═════ PASSAGE TO READ

Appellate Court of Illinois, Second District
Nov 7, 1974
318 N.E.2d 89 (Ill. App. Ct. 1974)

Opinion

No. 72-179 Judgment affirmed.

October 11, 1974. Rehearing denied November 7, 1974.

APPEAL from the Circuit Court of Du Page County; the Hon. ALFRED E. WOODWARD, Judge, presiding.

William H. Snively, of Rockford, for appellant.

John J. Bowman, State's Attorney, of Wheaton, for the People.


The defendant, George H. Healey, Jr., entered a plea of guilty to the offense of murder on January 12, 1970. He was sentenced for a term of 40 to 75 years. He appealed the conviction to this court on the sole issue of the excessiveness of sentence and the sentence was affirmed. ( People v. Healey (1971), 132 Ill. App.2d 190, 267 N.E.2d 753.) During the appeal the defendant filed a pro se petition for post-conviction relief which was later amended by court-appointed counsel. Following an evidentiary hearing, the trial court held that the amended petition for post-conviction relief should be denied. It is from this order that petitioner now appeals.

On this appeal the defendant contends that the trial court in the post-conviction hearing erred in finding that (1) defendant waived his rights with respect to all matters presented in his post-conviction petition which should have been raised on appeal; (2) trial counsel was competent; (3) defendant was competent to stand trial, and (4) the guilty plea was not coerced. In addition, defendant asserts that if this court finds a waiver of rights by operation of the direct appeal, then appeal counsel was incompetent for failing to raise all issues on appeal.

In our opinion, however, we need only consider two issues on this appeal. First, did the trial court err in its finding that the defendant waived his rights with respect to all matters presented in his post-conviction petition which should have been raised on direct appeal? Second, was appellate counsel incompetent?

• 1,2 Relief under the Post Conviction Hearing Act (Ill. Rev. Stat. 1971, ch. 38, pars. 122-1 through 122-7) is clearly limited to a consideration of errors made at trial which result in conviction and are a substantial denial of petitioner's constitutional rights. ( People v. Shaw (1971), 49 Ill.2d 309, 273 N.E.2d 816.) It is not designed as a means by which to retry the question of defendant's guilt or innocence. In addition, when review is obtained by a direct appeal, the judgment of the reviewing court is res judicata not only as to those issues actually raised on appeal but also as to those issues which could have been raised but were not. ( People v. Weaver (1970), 45 Ill.2d 136, 256 N.E.2d 816.) Where fundamental fairness requires, strict application of the doctrine of res judicata in the context of a post-conviction hearing will be relaxed when there is a showing that the failure to raise certain issues was due to incompetency of counsel, or other causes beyond the defendant's control. See People v. McCracken (1969), 43 Ill.2d 153, 251 N.E.2d 212.

• 3 Applying these principles to the instant case, as indicated above the defendant appealed his conviction to this court on the sole issue of the excessiveness of sentence. On appeal, the defendant could have raised those issues which were not waived by operation of his guilty plea. By limiting his appeal to a single issue the defendant thereby waived his right to later assert deprivations of constitutional rights which might have been presented on appeal. Since the defendant was represented on direct appeal by different appointed counsel than had represented him at trial, the appeal also waived the right to later assert incompetency of trial counsel. Thus, in the absence of a showing of causes beyond defendant's control which prevented the assertion of these issues on direct appeal, they were waived by operation of the appeal.

══════════
═════ DATA

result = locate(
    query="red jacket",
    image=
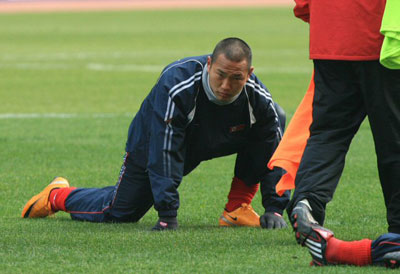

══════════

— TASK BRIEF —
Copy from the court opinion the part starting with "William H. Snively, of" and going on through "petitioner now appeals.", word for word.

— EXERCISE ANSWER —
William H. Snively, of Rockford, for appellant.

John J. Bowman, State's Attorney, of Wheaton, for the People.


The defendant, George H. Healey, Jr., entered a plea of guilty to the offense of murder on January 12, 1970. He was sentenced for a term of 40 to 75 years. He appealed the conviction to this court on the sole issue of the excessiveness of sentence and the sentence was affirmed. ( People v. Healey (1971), 132 Ill. App.2d 190, 267 N.E.2d 753.) During the appeal the defendant filed a pro se petition for post-conviction relief which was later amended by court-appointed counsel. Following an evidentiary hearing, the trial court held that the amended petition for post-conviction relief should be denied. It is from this order that petitioner now appeals.